__INPUT ROWS__
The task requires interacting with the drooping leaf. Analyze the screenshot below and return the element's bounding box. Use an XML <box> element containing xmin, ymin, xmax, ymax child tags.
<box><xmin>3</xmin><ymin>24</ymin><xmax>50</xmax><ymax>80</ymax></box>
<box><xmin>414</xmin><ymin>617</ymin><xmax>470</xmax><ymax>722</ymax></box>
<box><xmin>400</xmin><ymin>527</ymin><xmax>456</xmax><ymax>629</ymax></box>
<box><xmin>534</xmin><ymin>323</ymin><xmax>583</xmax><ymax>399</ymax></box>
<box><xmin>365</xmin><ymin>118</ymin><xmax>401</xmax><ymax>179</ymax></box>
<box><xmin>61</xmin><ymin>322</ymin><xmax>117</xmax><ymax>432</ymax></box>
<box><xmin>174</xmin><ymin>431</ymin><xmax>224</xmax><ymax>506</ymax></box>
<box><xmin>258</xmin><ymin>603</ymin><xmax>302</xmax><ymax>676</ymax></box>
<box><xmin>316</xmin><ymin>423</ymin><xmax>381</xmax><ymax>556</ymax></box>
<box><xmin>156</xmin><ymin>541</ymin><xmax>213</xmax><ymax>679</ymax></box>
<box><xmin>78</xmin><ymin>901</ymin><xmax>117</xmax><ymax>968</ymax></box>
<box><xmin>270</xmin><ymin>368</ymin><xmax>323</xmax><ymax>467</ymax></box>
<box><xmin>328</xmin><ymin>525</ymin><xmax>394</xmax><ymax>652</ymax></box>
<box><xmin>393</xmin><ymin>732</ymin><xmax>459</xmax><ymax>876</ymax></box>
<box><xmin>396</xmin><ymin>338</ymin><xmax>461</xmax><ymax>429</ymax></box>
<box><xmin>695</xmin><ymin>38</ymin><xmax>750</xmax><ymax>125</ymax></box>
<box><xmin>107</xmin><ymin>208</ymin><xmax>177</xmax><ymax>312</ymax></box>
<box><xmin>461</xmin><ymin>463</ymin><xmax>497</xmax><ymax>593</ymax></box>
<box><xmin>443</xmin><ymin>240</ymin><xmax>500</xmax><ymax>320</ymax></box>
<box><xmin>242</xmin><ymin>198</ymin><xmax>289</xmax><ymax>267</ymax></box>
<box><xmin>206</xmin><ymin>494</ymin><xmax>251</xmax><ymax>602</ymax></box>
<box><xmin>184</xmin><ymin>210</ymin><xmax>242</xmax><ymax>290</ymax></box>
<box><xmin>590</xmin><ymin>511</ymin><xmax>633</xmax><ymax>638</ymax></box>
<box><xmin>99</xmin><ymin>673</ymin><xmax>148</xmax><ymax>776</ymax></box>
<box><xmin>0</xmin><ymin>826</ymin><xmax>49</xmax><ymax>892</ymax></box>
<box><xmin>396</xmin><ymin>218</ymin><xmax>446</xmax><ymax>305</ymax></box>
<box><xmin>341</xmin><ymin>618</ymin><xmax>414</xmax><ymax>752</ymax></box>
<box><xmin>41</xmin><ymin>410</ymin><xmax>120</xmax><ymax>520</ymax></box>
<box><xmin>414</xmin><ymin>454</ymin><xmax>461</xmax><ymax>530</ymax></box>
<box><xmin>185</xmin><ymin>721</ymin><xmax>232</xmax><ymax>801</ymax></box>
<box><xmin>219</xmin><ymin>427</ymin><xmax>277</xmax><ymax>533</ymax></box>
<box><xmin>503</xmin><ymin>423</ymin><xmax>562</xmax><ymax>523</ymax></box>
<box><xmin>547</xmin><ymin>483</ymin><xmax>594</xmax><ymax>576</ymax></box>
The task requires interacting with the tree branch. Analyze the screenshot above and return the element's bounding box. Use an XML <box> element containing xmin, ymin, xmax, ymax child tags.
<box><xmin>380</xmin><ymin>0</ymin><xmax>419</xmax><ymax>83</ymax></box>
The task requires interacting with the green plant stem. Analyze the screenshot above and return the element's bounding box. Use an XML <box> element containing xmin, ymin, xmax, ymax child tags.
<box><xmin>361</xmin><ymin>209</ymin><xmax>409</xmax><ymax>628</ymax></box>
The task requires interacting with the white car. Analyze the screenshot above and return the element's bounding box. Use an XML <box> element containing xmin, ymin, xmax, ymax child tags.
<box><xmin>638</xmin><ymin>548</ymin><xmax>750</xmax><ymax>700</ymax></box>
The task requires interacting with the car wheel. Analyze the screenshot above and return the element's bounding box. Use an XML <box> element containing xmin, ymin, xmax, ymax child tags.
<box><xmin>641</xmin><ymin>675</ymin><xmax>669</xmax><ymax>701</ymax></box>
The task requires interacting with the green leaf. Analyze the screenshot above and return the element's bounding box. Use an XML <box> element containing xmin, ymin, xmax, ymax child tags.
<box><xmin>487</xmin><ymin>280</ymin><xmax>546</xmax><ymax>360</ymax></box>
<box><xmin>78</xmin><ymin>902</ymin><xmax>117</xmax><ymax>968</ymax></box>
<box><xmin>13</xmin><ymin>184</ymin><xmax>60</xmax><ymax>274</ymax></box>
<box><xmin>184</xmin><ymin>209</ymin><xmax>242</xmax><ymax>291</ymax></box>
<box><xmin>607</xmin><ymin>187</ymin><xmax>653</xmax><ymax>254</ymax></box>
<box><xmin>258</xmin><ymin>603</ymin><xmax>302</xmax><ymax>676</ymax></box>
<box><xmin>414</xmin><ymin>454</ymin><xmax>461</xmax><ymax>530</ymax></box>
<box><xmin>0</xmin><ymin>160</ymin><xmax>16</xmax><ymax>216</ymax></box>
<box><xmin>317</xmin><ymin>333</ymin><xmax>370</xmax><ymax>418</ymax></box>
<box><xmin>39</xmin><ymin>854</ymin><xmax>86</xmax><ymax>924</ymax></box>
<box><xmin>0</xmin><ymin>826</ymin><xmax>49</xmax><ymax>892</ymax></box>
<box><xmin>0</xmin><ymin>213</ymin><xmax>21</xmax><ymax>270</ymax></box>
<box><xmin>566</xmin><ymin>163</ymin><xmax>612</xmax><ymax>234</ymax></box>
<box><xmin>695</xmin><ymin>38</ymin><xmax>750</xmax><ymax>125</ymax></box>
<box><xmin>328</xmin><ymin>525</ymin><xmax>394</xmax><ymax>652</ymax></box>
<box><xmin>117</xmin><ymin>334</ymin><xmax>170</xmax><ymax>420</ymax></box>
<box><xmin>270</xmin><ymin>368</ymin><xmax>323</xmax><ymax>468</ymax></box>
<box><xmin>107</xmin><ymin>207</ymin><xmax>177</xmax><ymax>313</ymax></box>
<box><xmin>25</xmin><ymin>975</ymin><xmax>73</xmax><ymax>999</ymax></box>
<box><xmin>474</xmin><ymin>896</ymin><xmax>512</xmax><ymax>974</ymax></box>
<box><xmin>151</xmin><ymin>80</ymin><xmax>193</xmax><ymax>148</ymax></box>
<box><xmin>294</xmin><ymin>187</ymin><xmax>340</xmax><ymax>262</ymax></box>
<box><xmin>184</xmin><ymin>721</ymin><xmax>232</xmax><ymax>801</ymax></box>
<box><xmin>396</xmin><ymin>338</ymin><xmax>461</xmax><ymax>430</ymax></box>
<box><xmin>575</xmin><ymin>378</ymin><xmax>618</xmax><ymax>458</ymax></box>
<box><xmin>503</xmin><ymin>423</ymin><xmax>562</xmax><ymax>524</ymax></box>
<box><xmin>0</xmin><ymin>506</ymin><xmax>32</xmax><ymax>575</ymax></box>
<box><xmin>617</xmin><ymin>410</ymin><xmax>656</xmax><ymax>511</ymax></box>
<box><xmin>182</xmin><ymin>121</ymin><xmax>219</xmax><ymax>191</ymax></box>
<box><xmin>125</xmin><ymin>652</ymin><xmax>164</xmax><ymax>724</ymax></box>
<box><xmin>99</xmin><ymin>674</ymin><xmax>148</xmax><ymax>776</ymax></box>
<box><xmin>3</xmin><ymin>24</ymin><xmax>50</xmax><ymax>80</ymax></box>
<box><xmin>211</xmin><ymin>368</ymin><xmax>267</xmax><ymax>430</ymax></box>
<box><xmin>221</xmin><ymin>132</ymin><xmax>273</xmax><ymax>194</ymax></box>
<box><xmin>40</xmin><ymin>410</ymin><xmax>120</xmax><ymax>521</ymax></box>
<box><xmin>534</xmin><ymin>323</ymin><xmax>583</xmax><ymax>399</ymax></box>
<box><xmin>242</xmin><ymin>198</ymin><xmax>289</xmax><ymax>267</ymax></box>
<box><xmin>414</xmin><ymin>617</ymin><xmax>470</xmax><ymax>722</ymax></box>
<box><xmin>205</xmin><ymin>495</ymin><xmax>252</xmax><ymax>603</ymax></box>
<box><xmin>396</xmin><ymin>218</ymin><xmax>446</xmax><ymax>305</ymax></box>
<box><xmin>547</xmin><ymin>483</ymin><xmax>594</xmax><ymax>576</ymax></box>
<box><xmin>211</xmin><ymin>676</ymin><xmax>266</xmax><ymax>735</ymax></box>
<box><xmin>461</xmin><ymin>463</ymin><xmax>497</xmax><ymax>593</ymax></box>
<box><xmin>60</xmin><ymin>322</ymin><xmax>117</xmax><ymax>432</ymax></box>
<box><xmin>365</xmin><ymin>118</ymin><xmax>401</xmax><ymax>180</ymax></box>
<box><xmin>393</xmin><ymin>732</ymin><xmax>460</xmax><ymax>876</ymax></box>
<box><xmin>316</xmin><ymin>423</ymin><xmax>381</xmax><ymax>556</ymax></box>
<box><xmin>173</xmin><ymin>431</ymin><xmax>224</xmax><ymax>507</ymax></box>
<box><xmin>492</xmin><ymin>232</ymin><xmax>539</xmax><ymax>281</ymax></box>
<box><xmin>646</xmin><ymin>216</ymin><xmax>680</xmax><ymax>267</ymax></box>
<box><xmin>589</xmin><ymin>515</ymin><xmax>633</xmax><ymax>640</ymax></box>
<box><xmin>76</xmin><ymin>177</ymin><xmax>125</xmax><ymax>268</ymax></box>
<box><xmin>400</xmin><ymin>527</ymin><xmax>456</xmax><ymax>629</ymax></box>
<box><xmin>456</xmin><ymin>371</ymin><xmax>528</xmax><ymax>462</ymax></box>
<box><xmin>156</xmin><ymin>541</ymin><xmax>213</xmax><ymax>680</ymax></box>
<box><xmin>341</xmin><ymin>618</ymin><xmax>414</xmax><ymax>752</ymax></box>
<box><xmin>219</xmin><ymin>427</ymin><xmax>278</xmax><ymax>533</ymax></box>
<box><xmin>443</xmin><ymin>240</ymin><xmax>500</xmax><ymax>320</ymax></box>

__WHAT NEEDS TO BE DONE__
Report every line in the data above that contains the word "leaf", matching its case.

__EXERCISE OUTPUT__
The task requires interacting with the drooping leaf. Analyze the screenshot below and return the element's bounding box. Use an XML <box> element containing xmin, ymin, xmax, ymax child tags.
The task requires interacting with the green leaf. Analyze the screenshot above and return the element's bounding box. Use an XML <box> element containing xmin, ymin, xmax, ymax child tags.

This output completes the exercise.